::: Extract

A metal oxide/graphite composite is used as the anode, whereas graphite is used as the cathode, and both of them are arced in the D.C. mode in the presence of an inert gas (usually helium). Despite three decades of extensive research and various proposed pathways, a well-established formation mechanism for the synthesis of fullerenes and EMFs is still missing. Their ambiguous reaction pathways, alongside the violent conditions involving the plasma formation, arc, and chemical ionization that are required for the synthesis, are a major drawback in studying the synthesis mechanisms of these unique carbon nanostructures. Furthermore, a few other drawbacks hinder the scaling-up of their synthesis and consequently the applications of endohedral metallofullerenes. The overall yield of the arc-discharge synthesis of EMFs is low, with the ratio of EMF-to-empty-cage typically at around 1%
[49]. As a result, a mixture of empty cage and endohedral fullerenes is typically produced, thus limiting the applications of the existing chromatographic methodologies for their fast and efficient separation. This results in the use of excessive amounts of solvents to efficiently separate them, which is neither ecological nor environmentally friendly. Therefore, it becomes important to review the synthesis of fullerenes. Shinohara published the first detailed scientific review of EMF research in 2000
[75], followed by an extensive update on endohedral fullerenes by Popov et al. in 2012
[76]. Many other groups have addressed the synthesis and properties of endohedral fullerenes
[76][77][78][79], including nitride fullerenes
[24], carbide cluster fullerenes
[80], and oxide cluster fullerenes. Herein, researchers focus primarily on critically discussing the key findings in the field for optimizing of synthesis parameters of endohedral metallofullerenes and the new chemically activated method, with a particular emphasis on the post-2000 science along with comparisons to the early methodologies. The yield of the EMF has been observed to be highly dependent on the pressure of He gas, the arc current, the arc gap, and the composition of anodes, among other factors
[51][81]. Liu
[82] and Bandow
[83] have argued that other parameters, such as the presence of catalysts (Cu, Fe, etc.), the back-burning of anodes, and in situ activation during arc discharge, also have an effect on the EMF yield. However, the latter two parameters would not increase the yield by a huge fraction because they do not modify the arc conditions drastically or change/influence the synthesis chemistry, e.g., lower the activation energy of the formation of the endohedral metallofullerenes. However, in order to maximize the efficiency of the method, a balance between the time spent during the synthesis and increase in yield needs to be established. Predominant aspects of overcoming the above challenge are anode composition, ionization potential, catalysts, and helium pressure in synthesis
[74].

::::::

:: Prompt ::
Could you copy the entire passage on arc-discharge synthesis of endohedral metallofullerenes, word for word?

::: Data excerpts

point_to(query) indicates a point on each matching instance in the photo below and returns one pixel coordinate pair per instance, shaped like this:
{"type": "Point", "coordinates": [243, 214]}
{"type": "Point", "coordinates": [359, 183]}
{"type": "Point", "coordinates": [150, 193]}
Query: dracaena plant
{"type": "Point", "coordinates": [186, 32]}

::::::

:: Result below ::
A metal oxide/graphite composite is used as the anode, whereas graphite is used as the cathode, and both of them are arced in the D.C. mode in the presence of an inert gas (usually helium). Despite three decades of extensive research and various proposed pathways, a well-established formation mechanism for the synthesis of fullerenes and EMFs is still missing. Their ambiguous reaction pathways, alongside the violent conditions involving the plasma formation, arc, and chemical ionization that are required for the synthesis, are a major drawback in studying the synthesis mechanisms of these unique carbon nanostructures. Furthermore, a few other drawbacks hinder the scaling-up of their synthesis and consequently the applications of endohedral metallofullerenes. The overall yield of the arc-discharge synthesis of EMFs is low, with the ratio of EMF-to-empty-cage typically at around 1%
[49]. As a result, a mixture of empty cage and endohedral fullerenes is typically produced, thus limiting the applications of the existing chromatographic methodologies for their fast and efficient separation. This results in the use of excessive amounts of solvents to efficiently separate them, which is neither ecological nor environmentally friendly. Therefore, it becomes important to review the synthesis of fullerenes. Shinohara published the first detailed scientific review of EMF research in 2000
[75], followed by an extensive update on endohedral fullerenes by Popov et al. in 2012
[76]. Many other groups have addressed the synthesis and properties of endohedral fullerenes
[76][77][78][79], including nitride fullerenes
[24], carbide cluster fullerenes
[80], and oxide cluster fullerenes. Herein, researchers focus primarily on critically discussing the key findings in the field for optimizing of synthesis parameters of endohedral metallofullerenes and the new chemically activated method, with a particular emphasis on the post-2000 science along with comparisons to the early methodologies. The yield of the EMF has been observed to be highly dependent on the pressure of He gas, the arc current, the arc gap, and the composition of anodes, among other factors
[51][81]. Liu
[82] and Bandow
[83] have argued that other parameters, such as the presence of catalysts (Cu, Fe, etc.), the back-burning of anodes, and in situ activation during arc discharge, also have an effect on the EMF yield. However, the latter two parameters would not increase the yield by a huge fraction because they do not modify the arc conditions drastically or change/influence the synthesis chemistry, e.g., lower the activation energy of the formation of the endohedral metallofullerenes. However, in order to maximize the efficiency of the method, a balance between the time spent during the synthesis and increase in yield needs to be established. Predominant aspects of overcoming the above challenge are anode composition, ionization potential, catalysts, and helium pressure in synthesis
[74].